### CHALLENGE
Print the listing as it stands, omitting all images.

### DATA TO USE
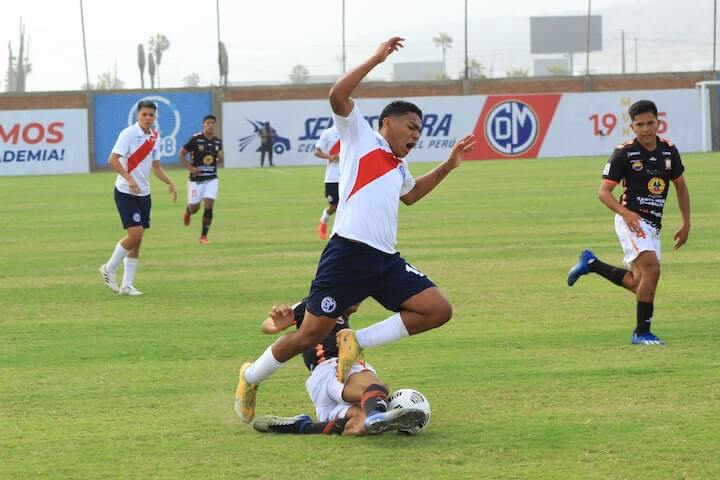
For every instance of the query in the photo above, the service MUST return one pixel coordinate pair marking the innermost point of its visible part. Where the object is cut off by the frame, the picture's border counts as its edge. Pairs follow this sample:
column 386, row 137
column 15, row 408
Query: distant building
column 417, row 71
column 544, row 67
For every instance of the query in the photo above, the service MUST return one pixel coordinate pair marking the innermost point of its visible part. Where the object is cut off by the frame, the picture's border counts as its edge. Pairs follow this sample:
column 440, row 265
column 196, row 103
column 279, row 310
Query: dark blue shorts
column 331, row 193
column 349, row 272
column 134, row 210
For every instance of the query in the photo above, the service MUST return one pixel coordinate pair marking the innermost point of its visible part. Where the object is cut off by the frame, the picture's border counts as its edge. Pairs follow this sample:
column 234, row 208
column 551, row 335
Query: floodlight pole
column 587, row 44
column 343, row 34
column 466, row 59
column 217, row 13
column 714, row 33
column 82, row 25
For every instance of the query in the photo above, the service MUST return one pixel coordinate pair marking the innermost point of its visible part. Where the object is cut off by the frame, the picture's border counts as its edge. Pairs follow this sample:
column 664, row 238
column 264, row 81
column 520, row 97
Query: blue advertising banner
column 179, row 116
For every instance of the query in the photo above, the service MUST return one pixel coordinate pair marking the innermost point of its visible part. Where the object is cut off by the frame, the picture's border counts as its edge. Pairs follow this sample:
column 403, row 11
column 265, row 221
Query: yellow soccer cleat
column 245, row 396
column 349, row 351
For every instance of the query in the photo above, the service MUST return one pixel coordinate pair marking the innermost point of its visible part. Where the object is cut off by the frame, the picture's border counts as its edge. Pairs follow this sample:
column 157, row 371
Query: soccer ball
column 409, row 398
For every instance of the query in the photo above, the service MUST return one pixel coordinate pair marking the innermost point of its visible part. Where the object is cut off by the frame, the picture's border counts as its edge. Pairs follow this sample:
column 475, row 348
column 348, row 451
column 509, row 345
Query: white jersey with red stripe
column 372, row 180
column 137, row 151
column 329, row 143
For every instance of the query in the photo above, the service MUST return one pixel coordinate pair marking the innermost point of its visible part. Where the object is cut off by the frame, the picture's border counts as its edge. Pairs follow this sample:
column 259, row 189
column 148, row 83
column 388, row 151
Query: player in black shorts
column 356, row 407
column 645, row 165
column 206, row 152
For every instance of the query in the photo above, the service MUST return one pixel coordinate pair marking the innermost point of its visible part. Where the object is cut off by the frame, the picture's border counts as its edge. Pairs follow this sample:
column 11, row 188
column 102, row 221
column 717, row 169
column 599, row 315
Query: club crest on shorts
column 328, row 304
column 656, row 185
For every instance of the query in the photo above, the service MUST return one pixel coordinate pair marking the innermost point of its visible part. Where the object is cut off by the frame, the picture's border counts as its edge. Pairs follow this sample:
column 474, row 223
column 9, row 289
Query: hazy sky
column 266, row 38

### SOLVED PROBLEM
For every instance of the query in the photo above, the service MUST return one pixel coordinate pair marking the innermost point of its visible part. Where the object is cut off by the frame, the picture's border counts as its edge. Pairs follow this sample:
column 386, row 137
column 15, row 408
Query: distant building
column 417, row 71
column 544, row 67
For every instance of the query in the photo above, the service MUST return one pixel coordinate pair marking the innermost point of its visible part. Where the object is cut off by the frame, the picture's border counts as its edge. Pairs follow this sample:
column 440, row 265
column 196, row 103
column 279, row 310
Query: dark blue shorts
column 331, row 193
column 349, row 272
column 134, row 210
For every instance of the query in the photo above, the service MUST return one pixel coordinate pair marking the innermost point of its visible part. Where the object is cut off by the frame, the picture's border counts as its edge. Pairs follow this sample:
column 234, row 208
column 551, row 335
Query: floodlight pole
column 587, row 44
column 343, row 34
column 466, row 59
column 217, row 13
column 714, row 33
column 82, row 25
For every instance of the query in the photo above, the service MUST return one pixel coordinate pair marking the innermost point of its visible part. Where the object is cut off by the frame, the picture's border counts as its edge. Pairs follow this sample:
column 664, row 238
column 264, row 81
column 520, row 97
Query: blue advertising banner
column 179, row 116
For every instance of the query in the photo above, the service MUST return one pixel coordinate pair marking the innermost point of its visible part. Where the object is cut off by the frame, the picture's border counts as its edge. Pairs follow this sample:
column 403, row 11
column 265, row 221
Query: yellow soccer cleat
column 245, row 396
column 349, row 351
For every instance of the query in the photo above, the service MUST return one pixel coordinate pair marking the innermost point of its visible part. Where the object is cut off by the frame, the picture's border counts as its edge. Pairs follow this sample:
column 157, row 371
Query: soccer ball
column 409, row 398
For every instance of the query in the photo above, the service MUST return one pixel coordinate pair marking the innermost point of its visible part. Where the object is cut off by the frame, the picture's border counts as its edge. Pairs follow this sample:
column 475, row 348
column 348, row 451
column 509, row 345
Query: white jersey with red stripe
column 372, row 180
column 137, row 151
column 329, row 143
For every instance of the query in the photo above, the service MUST return one pixel coordinate pair marking the innermost point of its visible part. Where the object is cut off by the frame, the picture's border counts as its edge. Pairs follow this sample:
column 259, row 189
column 148, row 83
column 388, row 151
Query: player in black shorts
column 356, row 407
column 645, row 165
column 206, row 152
For every instance of the query in the photo above, the service MUST return one pixel coordinate pair marking the innermost point of its visible part. Where the object is cut off by the frame, the picture's border counts as its edge. Pairs follow this sample:
column 11, row 188
column 102, row 221
column 717, row 169
column 599, row 315
Query: club crest on shorts
column 328, row 304
column 656, row 185
For every instance of the query in the photo above, the service MUST return one pixel coordinate pair marking the innermost point of its visible part. Where the object is cut off by the frame, the picture's border counts as its edge. Pairs follow this sample:
column 474, row 223
column 9, row 289
Query: hazy sky
column 266, row 38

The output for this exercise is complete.